◆ **What this task involves**:
Rewrite the data below, replacing "green plant stem" with "stem of the green plant" and keeping everything else unchanged. Leave the pictures out of your answer.

◆ **Extracted entries**:
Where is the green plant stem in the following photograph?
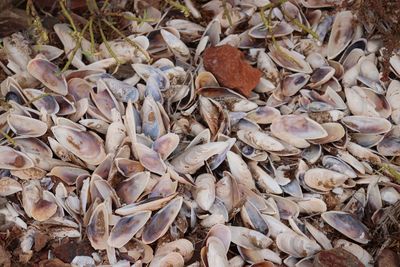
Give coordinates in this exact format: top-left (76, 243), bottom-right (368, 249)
top-left (89, 17), bottom-right (96, 54)
top-left (165, 0), bottom-right (190, 17)
top-left (59, 0), bottom-right (78, 33)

◆ **Answer for the task**:
Where is the stem of the green plant in the following photograph?
Give coordinates in this exact format: top-left (76, 243), bottom-right (368, 249)
top-left (89, 17), bottom-right (96, 54)
top-left (165, 0), bottom-right (190, 17)
top-left (59, 0), bottom-right (78, 33)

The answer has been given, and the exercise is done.